# Art/Object Issues > Art/Object Handling and Installation >  Hardware for 2-D in seismic zones

## T. Ashley McGrew

Here in seismic Southern California - both in storage and on display - objects must be secured in such a way that the hardware is held "captive".

One of the most common solutions is the use of "pear clips" which are just a variation of a carabineer. They come in different sizes which is handy. For larger pieces it can be easier to attach to a screen if more than one is used. They can be clipped together as needed.

on screen.jpg
Secured on the screen...

pear clip on wall.jpg
...and the wall.

----------


## Alejandro

Great idea!. I´m always curious about between the piece and the wall.

What kind of piece is that attached to the frame? is that adjustable in height?

----------


## T. Ashley McGrew

Yeah, that is the Getty's version which is the most functional one I have come across. They make them in three sizes and they consist of a solid block of aluminium that they machine in-house. Somewhere I have better images and will put them up (unless Kevin Marshall or Mike Mitchell beat me to it!)

Here are a couple of other versions as well.

adj install hrdwre sized.jpg 

adj eye bolt_sized.jpg

Some folks may tend to say "Well if you know how to use a level then you don't need things like that". I would respond by saying. "Exactly what do you intend to "level" anyway?
Many old world frames tend to be very irregular in their construction. "Level" is a highly subjective, aesthetic condition the reality of which can be greatly assisted by the tweekability of adjustable hardware!
I would be curious to see other versions of this kind of hardware and where folks could purchase them.

----------

....................

→ **Written instruction**
In the forum thread about hanging art hardware in earthquake zones, translate this sentence into Spanish: "Many old world frames tend to be very irregular in their construction."

....................

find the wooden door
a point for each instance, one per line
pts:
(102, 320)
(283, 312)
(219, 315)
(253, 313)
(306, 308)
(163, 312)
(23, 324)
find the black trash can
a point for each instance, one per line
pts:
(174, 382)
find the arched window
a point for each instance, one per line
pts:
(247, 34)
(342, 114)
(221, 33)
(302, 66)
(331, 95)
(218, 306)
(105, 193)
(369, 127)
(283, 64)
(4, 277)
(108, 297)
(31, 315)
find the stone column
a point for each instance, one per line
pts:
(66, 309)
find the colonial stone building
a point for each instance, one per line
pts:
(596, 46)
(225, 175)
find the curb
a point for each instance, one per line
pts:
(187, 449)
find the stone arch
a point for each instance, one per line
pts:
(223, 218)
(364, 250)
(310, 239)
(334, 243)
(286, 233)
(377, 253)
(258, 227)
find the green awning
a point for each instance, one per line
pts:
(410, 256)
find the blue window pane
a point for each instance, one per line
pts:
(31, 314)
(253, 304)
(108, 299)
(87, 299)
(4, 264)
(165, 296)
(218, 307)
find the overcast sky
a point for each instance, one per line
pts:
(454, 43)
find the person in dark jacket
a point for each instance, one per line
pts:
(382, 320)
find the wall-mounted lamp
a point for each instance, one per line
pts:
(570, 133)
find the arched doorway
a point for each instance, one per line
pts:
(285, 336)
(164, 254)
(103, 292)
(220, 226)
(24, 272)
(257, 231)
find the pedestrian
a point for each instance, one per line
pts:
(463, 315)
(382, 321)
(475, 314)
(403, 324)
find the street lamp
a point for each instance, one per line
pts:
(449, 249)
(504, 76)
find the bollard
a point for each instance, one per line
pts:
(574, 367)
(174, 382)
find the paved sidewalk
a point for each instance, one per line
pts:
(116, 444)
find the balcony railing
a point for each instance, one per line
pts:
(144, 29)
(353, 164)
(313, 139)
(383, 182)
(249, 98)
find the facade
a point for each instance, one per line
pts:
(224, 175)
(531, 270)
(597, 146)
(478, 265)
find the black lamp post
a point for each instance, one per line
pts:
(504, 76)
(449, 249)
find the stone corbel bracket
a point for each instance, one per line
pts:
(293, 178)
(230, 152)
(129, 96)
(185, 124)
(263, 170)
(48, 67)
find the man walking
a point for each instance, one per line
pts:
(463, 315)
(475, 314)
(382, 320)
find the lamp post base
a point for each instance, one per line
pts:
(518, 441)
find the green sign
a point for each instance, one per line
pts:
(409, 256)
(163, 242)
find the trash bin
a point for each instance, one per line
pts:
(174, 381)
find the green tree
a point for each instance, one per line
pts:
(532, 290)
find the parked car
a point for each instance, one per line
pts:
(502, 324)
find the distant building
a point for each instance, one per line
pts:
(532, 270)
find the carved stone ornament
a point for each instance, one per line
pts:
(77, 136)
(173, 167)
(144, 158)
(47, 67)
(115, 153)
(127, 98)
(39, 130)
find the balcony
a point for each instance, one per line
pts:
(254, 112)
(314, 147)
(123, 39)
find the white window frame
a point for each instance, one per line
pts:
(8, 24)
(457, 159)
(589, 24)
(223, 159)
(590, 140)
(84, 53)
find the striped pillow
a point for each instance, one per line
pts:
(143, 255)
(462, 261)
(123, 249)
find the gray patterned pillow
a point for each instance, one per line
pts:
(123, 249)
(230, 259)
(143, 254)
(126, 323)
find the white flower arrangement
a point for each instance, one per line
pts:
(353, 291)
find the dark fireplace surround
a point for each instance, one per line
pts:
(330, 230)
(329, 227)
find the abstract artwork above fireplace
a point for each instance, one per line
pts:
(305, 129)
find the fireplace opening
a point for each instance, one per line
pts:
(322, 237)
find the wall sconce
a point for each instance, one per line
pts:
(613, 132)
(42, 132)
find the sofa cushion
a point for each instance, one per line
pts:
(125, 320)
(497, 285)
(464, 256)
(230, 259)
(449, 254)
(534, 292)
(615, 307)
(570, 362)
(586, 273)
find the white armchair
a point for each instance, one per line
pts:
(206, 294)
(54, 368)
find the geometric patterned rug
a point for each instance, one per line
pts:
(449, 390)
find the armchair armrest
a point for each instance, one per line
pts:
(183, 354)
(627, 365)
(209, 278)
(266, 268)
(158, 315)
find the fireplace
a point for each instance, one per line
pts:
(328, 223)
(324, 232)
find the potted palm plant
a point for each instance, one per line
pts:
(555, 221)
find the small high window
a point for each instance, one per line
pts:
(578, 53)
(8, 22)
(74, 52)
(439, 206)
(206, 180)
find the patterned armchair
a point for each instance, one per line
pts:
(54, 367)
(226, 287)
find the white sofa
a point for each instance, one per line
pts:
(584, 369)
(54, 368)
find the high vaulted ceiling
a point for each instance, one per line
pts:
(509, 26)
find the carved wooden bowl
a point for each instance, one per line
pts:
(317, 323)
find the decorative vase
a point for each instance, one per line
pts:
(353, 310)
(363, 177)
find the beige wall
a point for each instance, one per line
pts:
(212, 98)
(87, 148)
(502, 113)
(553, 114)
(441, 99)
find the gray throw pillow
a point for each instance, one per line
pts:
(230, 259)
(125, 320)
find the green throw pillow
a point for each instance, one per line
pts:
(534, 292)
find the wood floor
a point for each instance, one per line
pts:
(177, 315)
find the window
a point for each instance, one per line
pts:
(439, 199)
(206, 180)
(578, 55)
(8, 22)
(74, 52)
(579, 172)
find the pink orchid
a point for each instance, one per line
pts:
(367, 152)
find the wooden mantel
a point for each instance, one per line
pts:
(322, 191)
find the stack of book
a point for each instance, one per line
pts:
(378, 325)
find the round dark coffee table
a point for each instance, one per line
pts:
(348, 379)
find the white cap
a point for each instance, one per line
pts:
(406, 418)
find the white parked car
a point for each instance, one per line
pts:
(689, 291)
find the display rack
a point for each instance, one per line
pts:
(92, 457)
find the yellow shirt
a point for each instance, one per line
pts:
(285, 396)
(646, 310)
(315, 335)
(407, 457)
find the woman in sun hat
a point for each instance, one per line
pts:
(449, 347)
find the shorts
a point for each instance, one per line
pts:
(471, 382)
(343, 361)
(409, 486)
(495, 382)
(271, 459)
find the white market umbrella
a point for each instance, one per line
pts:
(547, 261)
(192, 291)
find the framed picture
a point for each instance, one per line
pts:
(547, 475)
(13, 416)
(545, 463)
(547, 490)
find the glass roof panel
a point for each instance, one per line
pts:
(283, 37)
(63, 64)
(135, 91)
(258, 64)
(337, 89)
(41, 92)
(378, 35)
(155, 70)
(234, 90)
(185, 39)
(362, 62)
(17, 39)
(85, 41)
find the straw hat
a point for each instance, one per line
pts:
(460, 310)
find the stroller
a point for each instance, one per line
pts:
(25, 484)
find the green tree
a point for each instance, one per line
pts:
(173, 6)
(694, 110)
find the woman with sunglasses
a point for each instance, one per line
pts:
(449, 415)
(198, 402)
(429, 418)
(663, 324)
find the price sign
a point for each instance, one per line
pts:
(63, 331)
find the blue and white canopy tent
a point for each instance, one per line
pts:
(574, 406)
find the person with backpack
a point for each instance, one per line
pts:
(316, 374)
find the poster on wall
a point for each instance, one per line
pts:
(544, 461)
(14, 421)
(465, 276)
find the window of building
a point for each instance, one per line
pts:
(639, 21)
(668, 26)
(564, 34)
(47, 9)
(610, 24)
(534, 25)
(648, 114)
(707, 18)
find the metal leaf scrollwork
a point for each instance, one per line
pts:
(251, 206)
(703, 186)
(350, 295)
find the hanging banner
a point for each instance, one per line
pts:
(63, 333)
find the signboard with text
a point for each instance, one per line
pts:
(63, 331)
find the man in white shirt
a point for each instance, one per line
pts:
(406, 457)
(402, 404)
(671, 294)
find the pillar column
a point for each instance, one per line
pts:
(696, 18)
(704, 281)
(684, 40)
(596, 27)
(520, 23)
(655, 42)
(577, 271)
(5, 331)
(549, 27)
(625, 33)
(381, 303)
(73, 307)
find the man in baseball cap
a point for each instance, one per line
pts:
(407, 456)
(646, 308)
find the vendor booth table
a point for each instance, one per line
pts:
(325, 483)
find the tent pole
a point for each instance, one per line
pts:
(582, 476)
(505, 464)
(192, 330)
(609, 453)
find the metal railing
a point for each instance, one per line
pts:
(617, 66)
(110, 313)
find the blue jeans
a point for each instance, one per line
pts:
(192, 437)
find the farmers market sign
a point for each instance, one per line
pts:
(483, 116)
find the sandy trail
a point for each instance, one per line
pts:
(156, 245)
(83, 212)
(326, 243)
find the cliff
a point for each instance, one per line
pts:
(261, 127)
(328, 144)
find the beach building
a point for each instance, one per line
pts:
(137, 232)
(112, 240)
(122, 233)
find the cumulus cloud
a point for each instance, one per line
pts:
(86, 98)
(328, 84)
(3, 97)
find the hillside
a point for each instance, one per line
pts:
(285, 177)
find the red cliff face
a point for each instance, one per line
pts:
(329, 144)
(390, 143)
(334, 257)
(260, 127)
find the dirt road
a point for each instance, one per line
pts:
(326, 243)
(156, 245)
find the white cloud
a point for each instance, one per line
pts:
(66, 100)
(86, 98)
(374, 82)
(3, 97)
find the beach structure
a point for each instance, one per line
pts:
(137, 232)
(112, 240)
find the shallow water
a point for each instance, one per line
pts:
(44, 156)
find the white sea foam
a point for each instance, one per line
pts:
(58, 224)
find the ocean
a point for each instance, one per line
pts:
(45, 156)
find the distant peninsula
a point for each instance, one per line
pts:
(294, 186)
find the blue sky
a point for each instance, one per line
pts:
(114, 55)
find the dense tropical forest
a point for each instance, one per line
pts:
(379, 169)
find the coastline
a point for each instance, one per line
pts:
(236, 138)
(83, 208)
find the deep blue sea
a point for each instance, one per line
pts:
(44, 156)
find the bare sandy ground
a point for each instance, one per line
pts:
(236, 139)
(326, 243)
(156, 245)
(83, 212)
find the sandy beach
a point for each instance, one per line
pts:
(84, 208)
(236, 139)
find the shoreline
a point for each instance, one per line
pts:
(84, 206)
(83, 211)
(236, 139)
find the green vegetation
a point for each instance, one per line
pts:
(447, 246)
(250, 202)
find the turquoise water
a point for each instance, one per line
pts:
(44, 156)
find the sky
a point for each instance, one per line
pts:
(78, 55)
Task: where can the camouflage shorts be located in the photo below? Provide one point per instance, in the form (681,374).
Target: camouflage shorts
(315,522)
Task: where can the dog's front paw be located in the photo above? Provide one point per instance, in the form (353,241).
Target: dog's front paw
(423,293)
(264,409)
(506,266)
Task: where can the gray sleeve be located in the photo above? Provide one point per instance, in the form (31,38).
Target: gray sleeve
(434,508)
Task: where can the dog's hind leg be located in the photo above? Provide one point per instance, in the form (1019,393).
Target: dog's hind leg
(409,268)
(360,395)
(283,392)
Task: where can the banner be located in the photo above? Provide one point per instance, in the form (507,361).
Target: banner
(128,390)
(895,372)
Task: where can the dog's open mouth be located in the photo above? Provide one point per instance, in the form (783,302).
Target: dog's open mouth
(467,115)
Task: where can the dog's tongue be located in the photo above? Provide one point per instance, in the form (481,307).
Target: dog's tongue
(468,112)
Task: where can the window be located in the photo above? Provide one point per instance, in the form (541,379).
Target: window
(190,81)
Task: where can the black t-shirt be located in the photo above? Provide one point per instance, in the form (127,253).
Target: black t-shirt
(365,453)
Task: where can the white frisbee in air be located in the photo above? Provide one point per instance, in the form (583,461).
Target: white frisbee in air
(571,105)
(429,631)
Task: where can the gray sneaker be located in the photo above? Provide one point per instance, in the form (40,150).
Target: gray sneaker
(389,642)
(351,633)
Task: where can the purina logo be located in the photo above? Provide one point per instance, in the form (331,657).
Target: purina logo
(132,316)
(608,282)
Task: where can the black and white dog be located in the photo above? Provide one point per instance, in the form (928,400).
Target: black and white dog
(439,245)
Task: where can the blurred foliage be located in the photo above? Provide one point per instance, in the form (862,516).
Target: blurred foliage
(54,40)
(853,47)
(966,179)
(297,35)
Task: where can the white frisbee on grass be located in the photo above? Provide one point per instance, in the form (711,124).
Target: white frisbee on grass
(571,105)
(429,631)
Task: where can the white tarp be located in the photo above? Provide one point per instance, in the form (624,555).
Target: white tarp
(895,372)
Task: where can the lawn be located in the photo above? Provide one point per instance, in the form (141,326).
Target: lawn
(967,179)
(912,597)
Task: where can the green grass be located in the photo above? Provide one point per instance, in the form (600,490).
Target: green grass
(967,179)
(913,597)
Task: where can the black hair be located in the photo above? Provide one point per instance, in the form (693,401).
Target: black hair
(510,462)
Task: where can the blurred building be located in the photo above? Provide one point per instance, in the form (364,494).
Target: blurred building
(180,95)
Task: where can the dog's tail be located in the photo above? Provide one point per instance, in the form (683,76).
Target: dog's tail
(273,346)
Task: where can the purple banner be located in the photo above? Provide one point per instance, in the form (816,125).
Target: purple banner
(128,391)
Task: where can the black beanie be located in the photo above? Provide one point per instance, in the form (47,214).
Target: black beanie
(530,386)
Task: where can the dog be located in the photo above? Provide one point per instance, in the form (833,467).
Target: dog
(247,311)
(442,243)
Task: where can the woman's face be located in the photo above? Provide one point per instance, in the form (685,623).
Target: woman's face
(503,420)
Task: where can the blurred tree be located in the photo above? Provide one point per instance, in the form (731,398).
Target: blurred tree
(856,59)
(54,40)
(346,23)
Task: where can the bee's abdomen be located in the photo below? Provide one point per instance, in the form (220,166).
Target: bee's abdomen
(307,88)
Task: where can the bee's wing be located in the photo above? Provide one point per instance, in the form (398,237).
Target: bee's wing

....................

→ **Answer below**
Muchos marcos del Viejo Mundo tienden a ser muy irregulares en su construcción.